**WHAT TO DO**
Without any images, write the data out exactly as it appears.

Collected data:

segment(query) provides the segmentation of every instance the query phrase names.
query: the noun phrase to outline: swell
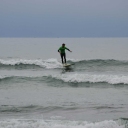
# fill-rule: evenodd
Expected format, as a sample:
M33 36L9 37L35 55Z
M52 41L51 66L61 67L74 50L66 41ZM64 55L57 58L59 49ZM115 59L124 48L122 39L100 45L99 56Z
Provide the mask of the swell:
M92 59L92 60L80 60L80 61L73 61L76 64L87 64L87 65L99 65L99 66L119 66L119 65L128 65L128 61L125 60L114 60L114 59Z
M78 71L127 71L128 61L114 59L80 60L75 62L75 69Z
M106 66L127 66L128 61L121 60L102 60L102 59L93 59L93 60L75 60L75 59L67 59L68 63L74 63L78 67L106 67ZM46 68L46 69L54 69L54 68L62 68L61 62L57 59L0 59L0 68Z

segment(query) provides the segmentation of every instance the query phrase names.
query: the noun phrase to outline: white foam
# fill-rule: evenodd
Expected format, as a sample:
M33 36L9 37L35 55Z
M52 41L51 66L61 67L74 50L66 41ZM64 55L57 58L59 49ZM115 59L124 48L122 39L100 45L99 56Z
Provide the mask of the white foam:
M0 80L2 79L6 79L6 78L10 78L11 76L7 76L7 75L0 75Z
M98 75L98 74L62 74L54 75L53 78L63 80L64 82L89 82L100 83L107 82L109 84L128 84L128 76L125 75Z
M29 64L29 65L37 65L40 67L44 67L47 69L51 68L59 68L61 67L61 63L57 61L57 59L48 59L48 60L42 60L42 59L36 59L36 60L30 60L30 59L9 59L9 60L3 60L0 59L0 63L3 65L19 65L19 64Z
M88 123L86 121L3 120L0 128L124 128L115 121Z

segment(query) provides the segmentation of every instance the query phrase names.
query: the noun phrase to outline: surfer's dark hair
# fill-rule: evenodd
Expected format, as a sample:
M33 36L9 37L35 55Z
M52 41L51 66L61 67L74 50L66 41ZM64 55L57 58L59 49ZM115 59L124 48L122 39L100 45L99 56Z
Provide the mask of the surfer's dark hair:
M62 45L65 45L64 43Z

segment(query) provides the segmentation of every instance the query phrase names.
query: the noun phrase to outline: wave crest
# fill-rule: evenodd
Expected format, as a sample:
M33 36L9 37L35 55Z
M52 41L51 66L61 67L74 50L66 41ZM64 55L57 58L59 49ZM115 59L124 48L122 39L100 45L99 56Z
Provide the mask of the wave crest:
M128 84L128 76L124 75L62 74L51 77L71 83Z

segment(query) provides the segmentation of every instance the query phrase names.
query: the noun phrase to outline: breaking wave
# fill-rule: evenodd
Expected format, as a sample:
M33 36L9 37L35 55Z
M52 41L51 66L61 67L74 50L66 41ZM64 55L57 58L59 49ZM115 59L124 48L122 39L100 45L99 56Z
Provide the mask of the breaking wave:
M112 85L117 84L128 84L127 75L98 75L98 74L61 74L61 75L29 75L29 76L0 76L0 81L12 80L12 79L25 79L27 81L47 81L47 82L57 82L62 81L64 83L108 83Z
M59 68L61 67L61 63L57 61L57 59L48 59L48 60L42 60L42 59L36 59L36 60L30 60L30 59L9 59L9 60L3 60L0 59L0 67L7 67L7 66L16 66L25 68L26 66L38 66L42 68Z
M69 63L75 63L77 66L128 66L128 61L120 61L120 60L102 60L102 59L93 59L93 60L75 60L75 59L67 59ZM61 62L57 59L0 59L0 67L41 67L46 69L54 69L54 68L62 68Z
M1 128L125 128L113 120L101 122L43 120L43 119L10 119L0 121Z
M128 84L128 76L124 75L98 75L98 74L62 74L52 78L71 83L109 83Z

**ANSWER BOX**
segment(query) provides the segmentation of every instance the query phrase names.
query: the noun phrase to outline: swell
# fill-rule: evenodd
Expected format, as a sample:
M33 36L9 37L35 55Z
M52 41L51 66L61 67L74 50L66 41ZM64 55L57 58L59 49ZM115 59L124 48L122 39L100 45L99 56Z
Provide the mask of the swell:
M92 59L92 60L80 60L80 61L73 61L76 64L87 64L87 65L99 65L99 66L119 66L119 65L128 65L128 61L125 60L114 60L114 59Z
M78 71L127 71L128 61L114 59L80 60L75 62L75 69Z
M106 66L127 66L128 61L121 60L102 60L102 59L93 59L93 60L75 60L75 59L67 59L68 63L74 63L78 67L106 67ZM46 68L46 69L54 69L54 68L62 68L61 62L57 59L0 59L0 68Z

segment(query) provides the segmentation of every instance the query phrase names.
query: the noun phrase to outline: white foam
# fill-rule: evenodd
Expected format, as a sample:
M33 36L9 37L35 55Z
M52 41L51 66L61 67L74 50L66 41ZM64 55L57 58L59 49ZM115 59L124 48L122 39L100 45L99 56Z
Provide the mask of the white foam:
M0 80L2 79L6 79L6 78L10 78L11 76L7 76L7 75L0 75Z
M98 75L98 74L62 74L54 75L53 78L63 80L64 82L89 82L100 83L107 82L109 84L128 84L128 76L125 75Z
M29 64L29 65L37 65L40 67L44 67L47 69L51 68L59 68L61 67L61 63L57 61L57 59L48 59L48 60L42 60L42 59L36 59L36 60L30 60L30 59L9 59L9 60L3 60L0 59L0 63L3 65L19 65L19 64Z
M88 123L86 121L3 120L0 128L124 128L115 121Z

segment(query) provides the segmentation of every instance the query phrase names.
query: the noun phrase to outline: surfer's dark hair
# fill-rule: evenodd
Expected format, as a sample:
M33 36L9 37L35 55Z
M52 41L51 66L61 67L74 50L66 41ZM64 55L57 58L59 49ZM115 59L124 48L122 39L100 45L99 56Z
Provide the mask of the surfer's dark hair:
M62 45L65 45L64 43Z

segment(query) provides the segmentation of every instance the query phrase names.
query: the noun phrase to outline: wave crest
# fill-rule: evenodd
Expected format, as a sample:
M33 36L9 37L35 55Z
M52 41L51 66L61 67L74 50L66 41ZM64 55L57 58L59 49ZM115 59L124 48L122 39L100 45L99 56Z
Provide the mask of the wave crest:
M128 84L128 76L124 75L62 74L51 77L71 83Z

segment(query) provides the segmentation of every instance the query phrase names.
query: the noun phrase to outline: breaking wave
# fill-rule: evenodd
Expected format, as a sample:
M33 36L9 37L35 55Z
M52 41L51 66L61 67L74 50L66 41ZM64 55L57 58L59 49ZM115 59L124 48L122 39L100 45L99 56Z
Provide the mask of the breaking wave:
M112 85L117 84L128 84L127 75L98 75L98 74L61 74L61 75L29 75L29 76L0 76L0 81L12 80L12 79L25 79L27 81L47 81L47 82L57 82L62 81L64 83L108 83Z
M59 68L61 67L61 63L57 61L57 59L48 59L48 60L42 60L42 59L36 59L36 60L30 60L30 59L9 59L9 60L3 60L0 59L0 67L7 67L7 66L16 66L25 68L26 66L38 66L42 68Z
M69 63L75 63L77 66L128 66L128 61L120 61L120 60L102 60L102 59L93 59L93 60L75 60L75 59L67 59ZM61 62L57 59L0 59L0 67L41 67L46 69L54 69L54 68L62 68Z
M1 128L125 128L113 120L101 122L43 120L43 119L10 119L0 121Z
M128 84L128 76L124 75L98 75L98 74L62 74L52 78L71 83L109 83Z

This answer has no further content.